[SET PROBLEM 1] What percentage did Ross Stores shares drop on Friday, according to the apparel retail article?

Retail

Not even the strongest retailers are immune from apparel's slide

No retailer is safe from the apparel slump.

Ross Stores added its name to the roster of retailers reporting disappointing first-quarter sales, even as competitors in the off-price sector continued to accelerate. Old Navy, which had long been a bright spot in Gap's struggling portfolio, showed a second quarter of weakness, as redundant styles weighed on results.

And Macy's, not long ago a darling of Wall Street, took another blow late Thursday, when Moody's revised the chain's rating outlook to "negative" from "stable." In her downgrade, senior analyst analyst Christina Boni cited softness in apparel spending that she expects to persist.

Macy's in New York
Spencer Platt | Getty Images

As several brands reported stronger clothing sales during the quarter, these retailers' misses exemplify how in a period of tepid consumer demand, apparel sellers have little room for error. Even as analysts made the case that Ross' shortfall was a small speed bump for an otherwise well-positioned retailer, investors bailed on the stock, sending its shares 4 percent lower Friday.

[SET PROBLEM 2] Please recast the lines of the rows below as a numbered list, starting at the line that contains "Target: sunlit rock face" and ending at the final line of the rows, with blank lines left out.

[WORKING DATA]

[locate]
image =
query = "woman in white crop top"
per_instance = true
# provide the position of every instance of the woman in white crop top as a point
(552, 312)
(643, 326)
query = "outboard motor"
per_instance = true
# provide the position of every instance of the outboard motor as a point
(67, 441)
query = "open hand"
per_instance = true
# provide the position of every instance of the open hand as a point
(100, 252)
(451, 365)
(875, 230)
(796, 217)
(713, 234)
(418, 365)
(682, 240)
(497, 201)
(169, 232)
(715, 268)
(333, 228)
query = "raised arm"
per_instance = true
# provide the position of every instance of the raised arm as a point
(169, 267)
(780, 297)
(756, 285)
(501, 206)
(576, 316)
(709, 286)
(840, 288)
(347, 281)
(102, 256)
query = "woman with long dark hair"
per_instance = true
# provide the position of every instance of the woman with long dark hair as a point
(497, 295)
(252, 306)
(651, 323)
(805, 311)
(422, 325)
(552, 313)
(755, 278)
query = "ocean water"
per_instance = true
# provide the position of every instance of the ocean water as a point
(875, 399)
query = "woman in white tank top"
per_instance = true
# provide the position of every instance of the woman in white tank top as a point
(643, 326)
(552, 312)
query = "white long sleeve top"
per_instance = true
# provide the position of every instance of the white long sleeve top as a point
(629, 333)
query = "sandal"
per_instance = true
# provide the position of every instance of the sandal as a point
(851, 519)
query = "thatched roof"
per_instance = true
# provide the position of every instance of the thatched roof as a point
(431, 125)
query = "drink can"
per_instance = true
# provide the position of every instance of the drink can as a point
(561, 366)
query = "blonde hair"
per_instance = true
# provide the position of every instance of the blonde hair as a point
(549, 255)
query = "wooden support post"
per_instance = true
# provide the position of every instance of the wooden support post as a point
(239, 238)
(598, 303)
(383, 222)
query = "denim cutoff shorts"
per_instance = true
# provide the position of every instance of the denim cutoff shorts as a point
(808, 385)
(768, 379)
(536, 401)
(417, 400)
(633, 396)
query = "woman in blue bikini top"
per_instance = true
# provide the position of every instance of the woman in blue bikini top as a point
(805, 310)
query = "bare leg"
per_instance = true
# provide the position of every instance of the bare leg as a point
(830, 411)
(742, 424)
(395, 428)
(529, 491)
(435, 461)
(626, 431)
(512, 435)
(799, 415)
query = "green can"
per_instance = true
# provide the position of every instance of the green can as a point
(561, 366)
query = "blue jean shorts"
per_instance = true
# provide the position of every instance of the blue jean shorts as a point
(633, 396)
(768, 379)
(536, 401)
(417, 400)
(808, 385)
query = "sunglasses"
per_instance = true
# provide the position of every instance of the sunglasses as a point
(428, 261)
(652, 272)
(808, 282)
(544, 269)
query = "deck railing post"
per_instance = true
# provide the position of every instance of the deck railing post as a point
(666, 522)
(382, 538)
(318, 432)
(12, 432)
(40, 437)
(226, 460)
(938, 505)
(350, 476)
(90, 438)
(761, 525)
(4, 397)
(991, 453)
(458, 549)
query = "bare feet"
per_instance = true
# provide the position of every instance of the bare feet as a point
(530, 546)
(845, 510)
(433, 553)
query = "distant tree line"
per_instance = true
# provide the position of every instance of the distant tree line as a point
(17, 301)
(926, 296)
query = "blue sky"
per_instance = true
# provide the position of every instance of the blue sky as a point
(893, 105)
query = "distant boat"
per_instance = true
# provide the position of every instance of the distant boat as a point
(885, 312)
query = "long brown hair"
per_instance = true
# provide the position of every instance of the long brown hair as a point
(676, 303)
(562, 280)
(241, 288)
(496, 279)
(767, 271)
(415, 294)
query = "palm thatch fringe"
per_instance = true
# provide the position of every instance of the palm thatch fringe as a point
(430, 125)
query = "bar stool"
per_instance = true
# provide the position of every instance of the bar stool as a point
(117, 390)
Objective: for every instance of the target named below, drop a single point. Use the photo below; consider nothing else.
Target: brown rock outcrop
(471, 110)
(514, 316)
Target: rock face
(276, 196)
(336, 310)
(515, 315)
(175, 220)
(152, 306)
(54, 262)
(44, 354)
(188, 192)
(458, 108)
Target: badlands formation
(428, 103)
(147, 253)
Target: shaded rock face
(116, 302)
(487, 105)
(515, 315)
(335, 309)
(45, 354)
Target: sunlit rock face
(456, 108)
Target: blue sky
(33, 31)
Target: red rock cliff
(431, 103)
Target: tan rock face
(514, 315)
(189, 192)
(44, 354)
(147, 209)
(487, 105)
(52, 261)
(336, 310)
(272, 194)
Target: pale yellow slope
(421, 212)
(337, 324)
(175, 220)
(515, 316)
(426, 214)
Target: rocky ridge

[WRITTEN ANSWER 1] 4 percent

[WRITTEN ANSWER 2]
1. Target: sunlit rock face
2. (456, 108)
3. Target: blue sky
4. (33, 31)
5. Target: red rock cliff
6. (431, 103)
7. Target: tan rock face
8. (514, 315)
9. (189, 192)
10. (44, 354)
11. (147, 209)
12. (487, 105)
13. (52, 261)
14. (336, 310)
15. (272, 194)
16. Target: pale yellow slope
17. (421, 212)
18. (337, 324)
19. (175, 220)
20. (515, 316)
21. (426, 214)
22. Target: rocky ridge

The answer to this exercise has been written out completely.